>> Start Text shown
Does the second best ARIMA model have more acceptable residuals:

cash_ts_fit |> dplyr::select(arima000110) |> filter(ATM=='ATM1') |> gg_tsresiduals()

The residual distribution shape appears fairly normal although there are some large residuals outliers in both directions. There is probably too much autocorrelation remaining in the residuals and would also seem to indicate it would not pass a portmanteau test.

augment(cash_ts_fit |> dplyr::select(arima000110) |> filter(ATM=='ATM1')) |>
  features(.innov, ljung_box, lag = 7,dof=2)

## # A tibble: 1 × 4
##   ATM   .model      lb_stat lb_pvalue
##   <chr> <chr>         <dbl>     <dbl>
## 1 ATM1  arima000110    20.3   0.00112

Yes, both of the top models do not have residuals that resemble white noise. It is not the end of the world although it might speak to the quality of the models in terms of predicting ATM1

cash_ts_fit |> dplyr::select(snaive) |> filter(ATM=='ATM2') |> gg_tsresiduals()

The distribution of the residuals appears to satisfy a normal bell like shape although there are many large outliers that seem to exist. The autocorrelation among lagged values appears to indicate that this model’s residuals resemble white noise.

augment(cash_ts_fit |> dplyr::select(snaive) |> filter(ATM=='ATM2')) |>
  features(.innov, ljung_box, lag = 7)

## # A tibble: 1 × 4
##   ATM   .model lb_stat lb_pvalue
##   <chr> <chr>    <dbl>     <dbl>
## 1 ATM2  snaive    80.6  1.04e-14

The p-value is very small which is rather surprising which means that the residuals are not resembling white noise and that this model does not fully account for the variance within the data for this ATM.

Does the second best ARIMA model have more acceptable residuals:

cash_ts_fit |> dplyr::select(arima000110) |> filter(ATM=='ATM2') |> gg_tsresiduals()
>> End Text shown
- _Aim 1_:
Give every distinct function that the ATM residual analysis calls with parentheses in its code.
- _Aim 2_:
Answer these from the ATM residual analysis:
(a) What lb_stat value is reported for the arima000110 model on ATM1?
(b) What lag is passed to ljung_box in the tests?
(c) What lb_pvalue is reported for the snaive model on ATM2?
- _Aim 3_:
Carry the ATM residual analysis forward from its last line.
The lines after this point are unrelated to the ATM residual analysis.
>> Start Information provided
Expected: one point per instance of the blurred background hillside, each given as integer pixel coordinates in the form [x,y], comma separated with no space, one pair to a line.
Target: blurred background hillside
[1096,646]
>> End Information provided
- _Response 1_:
dplyr::select, filter, gg_tsresiduals, augment, features

- _Response 2_:
(a) 20.3
(b) 7
(c) 1.04e-14

- _Response 3_:
The residuals are centered around zero with a fairly normal distribution although the spikes in the time plot show more spikes in the positive direction which is somewhat evident in the histogram as well. The autocorrelation in the residuals is definitely closer to and would white noise although it may not pass a portmanteau test given there are two significant lagged values.

augment(cash_ts_fit |> dplyr::select(arima000110) |> filter(ATM=='ATM2')) |>
  features(.innov, ljung_box, lag = 7, dof = 2)

## # A tibble: 1 × 4
##   ATM   .model      lb_stat lb_pvalue
##   <chr> <chr>         <dbl>     <dbl>
## 1 ATM2  arima000110    14.9    0.0109

Yes, consistent with the visual observation the residuals are not representing white noise.

The residuals for ATM3 are not large enough to evaluate and will have to proceed more with intuition.

Somewhat as expected there isn’t much that can be done about the residuals for this ATM given all of the training data had zero values.

Let’s review ATM4 residuals:

cash_ts_fit_atm4 |> dplyr::select(mean) |> gg_tsresiduals()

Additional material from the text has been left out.